_EXERCISE A_. In the Kipling biography, revise the part that begins with the words containing "Joseph Rudyard Kipling" and ends with "of their son.", putting "Staffs" wherever "Staffordshire" appears.
## BEGIN SOURCE
Joseph Rudyard Kipling was born on 30th December 1865 in Bombay, now known as Mumbai, the son of artist John Lockwood Kipling and Alice Kipling nee Macdonald, two of whose sisters were married to painters. The Kiplings were Anglo-Indians that is expatriate British, who had moved to Bombay a year before young Kipling was born. Kipling’s parents had courted on the banks of Rudyard Lake, Staffordshire, hence the unusual forename of their son.
At the age of six, Kipling was taken to Lorne Lodge, a foster home at Southsea, Portsmouth, a repressive institution for the children of expatriates, which he later described in his story Baa Baa, Black Sheep. In 1878, Kipling went on to the United Services College at Westward Ho, Devon, a mediocre boarding school, which formed the basis for his schoolboy stories Stalky & Co - by far one of my most favoured boyhood stories - along with others such as The Jungle Book, Kim, Captains Courageous, Plain Tales from The Hills, Soldiers Three and the Just So Stories.
Soldiers Three was a collection of stories setting forth certain passages in the lives and adventures of Privates Terence Mulvaney, Stanley Ortheris, and John Learoyd:
"The God from the Machine"
"Private Learoyd's Story"
"The Big Drunk Draf'"
"The Solid Muldoon"
"With the Main Guard"
"In the Matter of a Private"
Of course, who could omit that marvelous Kipling yarn - "The Man Who Would Be King" - made into a movie starring Michael Caine, Sean Connery and Christopher Plummer.
## END SOURCE
## BEGIN INFORMATION SHOWN
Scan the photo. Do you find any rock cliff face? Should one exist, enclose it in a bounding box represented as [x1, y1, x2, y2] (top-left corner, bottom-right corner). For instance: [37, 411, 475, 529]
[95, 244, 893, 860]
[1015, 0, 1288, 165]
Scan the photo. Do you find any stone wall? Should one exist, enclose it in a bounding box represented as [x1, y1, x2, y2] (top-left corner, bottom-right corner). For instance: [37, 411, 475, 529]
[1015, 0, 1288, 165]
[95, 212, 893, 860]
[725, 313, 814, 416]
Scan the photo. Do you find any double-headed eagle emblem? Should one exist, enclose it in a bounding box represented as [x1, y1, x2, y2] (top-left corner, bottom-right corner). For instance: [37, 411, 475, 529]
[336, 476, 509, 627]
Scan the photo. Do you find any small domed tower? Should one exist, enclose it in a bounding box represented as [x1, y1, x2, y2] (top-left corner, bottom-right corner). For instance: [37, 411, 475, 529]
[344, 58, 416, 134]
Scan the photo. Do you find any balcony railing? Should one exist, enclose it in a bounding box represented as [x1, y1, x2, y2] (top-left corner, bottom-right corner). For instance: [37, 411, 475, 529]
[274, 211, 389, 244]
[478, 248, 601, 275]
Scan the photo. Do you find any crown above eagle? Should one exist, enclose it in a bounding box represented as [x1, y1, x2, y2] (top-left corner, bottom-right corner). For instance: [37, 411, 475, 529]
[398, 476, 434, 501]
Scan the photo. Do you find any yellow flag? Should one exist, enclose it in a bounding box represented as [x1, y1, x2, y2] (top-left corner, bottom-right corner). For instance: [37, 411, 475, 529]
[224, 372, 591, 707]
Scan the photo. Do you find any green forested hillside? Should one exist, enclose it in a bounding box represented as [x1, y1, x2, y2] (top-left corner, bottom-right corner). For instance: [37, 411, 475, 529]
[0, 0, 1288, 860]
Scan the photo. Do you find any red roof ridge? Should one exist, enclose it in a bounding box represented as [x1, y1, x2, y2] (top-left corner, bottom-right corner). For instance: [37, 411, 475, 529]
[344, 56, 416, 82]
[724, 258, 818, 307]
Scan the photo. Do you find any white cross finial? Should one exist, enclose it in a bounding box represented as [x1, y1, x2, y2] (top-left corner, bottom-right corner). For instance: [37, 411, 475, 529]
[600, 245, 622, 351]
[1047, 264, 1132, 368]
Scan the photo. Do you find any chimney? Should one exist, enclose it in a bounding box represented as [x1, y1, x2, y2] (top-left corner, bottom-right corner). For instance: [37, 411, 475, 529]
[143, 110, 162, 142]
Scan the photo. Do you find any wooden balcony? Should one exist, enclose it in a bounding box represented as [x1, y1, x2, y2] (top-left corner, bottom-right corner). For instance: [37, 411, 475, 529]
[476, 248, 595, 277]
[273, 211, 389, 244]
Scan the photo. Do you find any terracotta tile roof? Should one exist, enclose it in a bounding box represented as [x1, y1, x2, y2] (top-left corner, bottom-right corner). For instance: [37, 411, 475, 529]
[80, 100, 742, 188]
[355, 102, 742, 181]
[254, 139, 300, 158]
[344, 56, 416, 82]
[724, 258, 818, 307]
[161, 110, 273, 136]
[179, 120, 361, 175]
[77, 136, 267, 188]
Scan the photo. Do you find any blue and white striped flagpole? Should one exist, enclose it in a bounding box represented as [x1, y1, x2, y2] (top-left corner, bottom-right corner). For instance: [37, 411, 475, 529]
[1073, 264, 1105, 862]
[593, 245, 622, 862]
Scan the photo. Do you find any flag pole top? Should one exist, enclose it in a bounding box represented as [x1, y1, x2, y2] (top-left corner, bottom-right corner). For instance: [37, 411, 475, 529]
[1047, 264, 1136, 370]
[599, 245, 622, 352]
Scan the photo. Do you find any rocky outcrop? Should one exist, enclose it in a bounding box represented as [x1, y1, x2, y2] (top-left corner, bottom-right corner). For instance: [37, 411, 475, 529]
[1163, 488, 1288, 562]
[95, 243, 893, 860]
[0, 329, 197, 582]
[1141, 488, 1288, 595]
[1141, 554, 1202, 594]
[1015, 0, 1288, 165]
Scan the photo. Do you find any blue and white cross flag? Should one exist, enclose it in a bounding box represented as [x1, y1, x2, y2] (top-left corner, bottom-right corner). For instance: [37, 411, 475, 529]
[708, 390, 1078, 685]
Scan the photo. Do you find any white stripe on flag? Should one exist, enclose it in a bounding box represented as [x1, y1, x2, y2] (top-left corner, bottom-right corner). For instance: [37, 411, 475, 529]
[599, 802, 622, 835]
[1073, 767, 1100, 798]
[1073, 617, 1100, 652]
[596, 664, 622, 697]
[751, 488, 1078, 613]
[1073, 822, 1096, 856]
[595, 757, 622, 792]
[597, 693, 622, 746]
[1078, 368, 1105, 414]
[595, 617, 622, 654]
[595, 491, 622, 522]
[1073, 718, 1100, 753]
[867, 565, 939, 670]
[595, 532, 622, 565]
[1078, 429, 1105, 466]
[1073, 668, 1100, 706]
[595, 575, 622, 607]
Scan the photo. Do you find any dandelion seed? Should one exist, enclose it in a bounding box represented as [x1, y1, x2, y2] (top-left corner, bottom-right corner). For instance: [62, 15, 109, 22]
## END INFORMATION SHOWN
_EXERCISE B_. Reproduce without any change the section of the listing that starts at the line containing "Scan the photo. Do you find any terracotta" and runs through the line containing "[593, 245, 622, 862]", including both of those lines.

_FULL RESPONSE A_.
Joseph Rudyard Kipling was born on 30th December 1865 in Bombay, now known as Mumbai, the son of artist John Lockwood Kipling and Alice Kipling nee Macdonald, two of whose sisters were married to painters. The Kiplings were Anglo-Indians that is expatriate British, who had moved to Bombay a year before young Kipling was born. Kipling’s parents had courted on the banks of Rudyard Lake, Staffs, hence the unusual forename of their son.

_FULL RESPONSE B_.
Scan the photo. Do you find any terracotta tile roof? Should one exist, enclose it in a bounding box represented as [x1, y1, x2, y2] (top-left corner, bottom-right corner). For instance: [37, 411, 475, 529]
[80, 100, 742, 188]
[355, 102, 742, 181]
[254, 139, 300, 158]
[344, 56, 416, 82]
[724, 258, 818, 307]
[161, 110, 273, 136]
[179, 120, 361, 175]
[77, 136, 267, 188]
Scan the photo. Do you find any blue and white striped flagpole? Should one exist, enclose it in a bounding box represented as [x1, y1, x2, y2] (top-left corner, bottom-right corner). For instance: [37, 411, 475, 529]
[1073, 264, 1105, 862]
[593, 245, 622, 862]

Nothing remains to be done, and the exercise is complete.